_AIM OF THE EXERCISE:_ Search the records for the word "below" and report each line that has it.

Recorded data
================
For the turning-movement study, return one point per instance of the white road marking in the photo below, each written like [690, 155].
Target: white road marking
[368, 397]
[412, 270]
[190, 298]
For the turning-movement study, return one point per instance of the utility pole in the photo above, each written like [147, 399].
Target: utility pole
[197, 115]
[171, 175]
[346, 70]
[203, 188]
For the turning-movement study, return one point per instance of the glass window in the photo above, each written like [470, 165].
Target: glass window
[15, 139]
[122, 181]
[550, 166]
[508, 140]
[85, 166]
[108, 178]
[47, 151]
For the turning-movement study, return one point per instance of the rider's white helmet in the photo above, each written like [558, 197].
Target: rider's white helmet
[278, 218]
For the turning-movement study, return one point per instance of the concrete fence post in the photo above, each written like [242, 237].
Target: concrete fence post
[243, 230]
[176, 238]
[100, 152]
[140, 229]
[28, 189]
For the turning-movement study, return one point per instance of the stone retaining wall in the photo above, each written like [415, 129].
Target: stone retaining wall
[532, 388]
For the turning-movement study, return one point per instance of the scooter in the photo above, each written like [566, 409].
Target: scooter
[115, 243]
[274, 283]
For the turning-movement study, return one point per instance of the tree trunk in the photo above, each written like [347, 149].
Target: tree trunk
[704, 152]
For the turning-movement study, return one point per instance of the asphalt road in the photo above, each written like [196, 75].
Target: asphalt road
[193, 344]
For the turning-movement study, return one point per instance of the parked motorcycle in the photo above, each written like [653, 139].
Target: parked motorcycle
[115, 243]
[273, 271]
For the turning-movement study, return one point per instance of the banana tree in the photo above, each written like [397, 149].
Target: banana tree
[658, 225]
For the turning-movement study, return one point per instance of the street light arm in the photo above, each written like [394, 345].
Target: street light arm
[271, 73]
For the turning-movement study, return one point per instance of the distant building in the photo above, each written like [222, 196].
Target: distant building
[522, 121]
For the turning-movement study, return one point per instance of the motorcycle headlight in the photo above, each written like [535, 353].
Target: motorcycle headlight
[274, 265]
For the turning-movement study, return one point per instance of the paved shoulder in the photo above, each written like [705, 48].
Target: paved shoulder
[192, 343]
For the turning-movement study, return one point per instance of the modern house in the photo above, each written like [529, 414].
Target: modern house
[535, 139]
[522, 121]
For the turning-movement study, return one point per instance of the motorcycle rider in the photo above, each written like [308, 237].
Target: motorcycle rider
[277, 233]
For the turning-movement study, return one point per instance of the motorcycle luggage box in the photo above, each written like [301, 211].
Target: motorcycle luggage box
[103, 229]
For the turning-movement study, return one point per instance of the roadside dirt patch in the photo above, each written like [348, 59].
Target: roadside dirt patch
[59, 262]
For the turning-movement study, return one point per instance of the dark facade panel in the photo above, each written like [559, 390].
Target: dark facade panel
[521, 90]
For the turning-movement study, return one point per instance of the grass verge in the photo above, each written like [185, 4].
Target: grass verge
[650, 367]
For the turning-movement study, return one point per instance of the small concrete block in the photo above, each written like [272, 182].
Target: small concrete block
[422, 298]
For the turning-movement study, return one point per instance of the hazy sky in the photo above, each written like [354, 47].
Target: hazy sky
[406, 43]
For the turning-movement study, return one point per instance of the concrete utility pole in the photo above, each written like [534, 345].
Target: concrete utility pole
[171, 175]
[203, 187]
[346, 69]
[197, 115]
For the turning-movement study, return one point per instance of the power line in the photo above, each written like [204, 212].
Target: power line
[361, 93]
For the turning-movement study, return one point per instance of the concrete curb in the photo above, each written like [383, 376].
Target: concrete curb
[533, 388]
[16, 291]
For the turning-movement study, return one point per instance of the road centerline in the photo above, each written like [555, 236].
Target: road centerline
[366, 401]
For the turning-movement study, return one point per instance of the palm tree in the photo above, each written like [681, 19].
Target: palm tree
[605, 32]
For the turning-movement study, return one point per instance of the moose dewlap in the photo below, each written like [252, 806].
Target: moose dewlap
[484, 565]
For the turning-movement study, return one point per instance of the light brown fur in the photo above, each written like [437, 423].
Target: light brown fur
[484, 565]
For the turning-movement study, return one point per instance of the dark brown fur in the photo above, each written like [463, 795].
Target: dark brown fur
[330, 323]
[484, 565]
================
_RESPONSE:_
For the turning-movement study, return one point per instance of the white road marking in the photo below, each written like [690, 155].
For the turning-movement study, return one point per instance of the moose dewlap in the photo below, each written like [252, 806].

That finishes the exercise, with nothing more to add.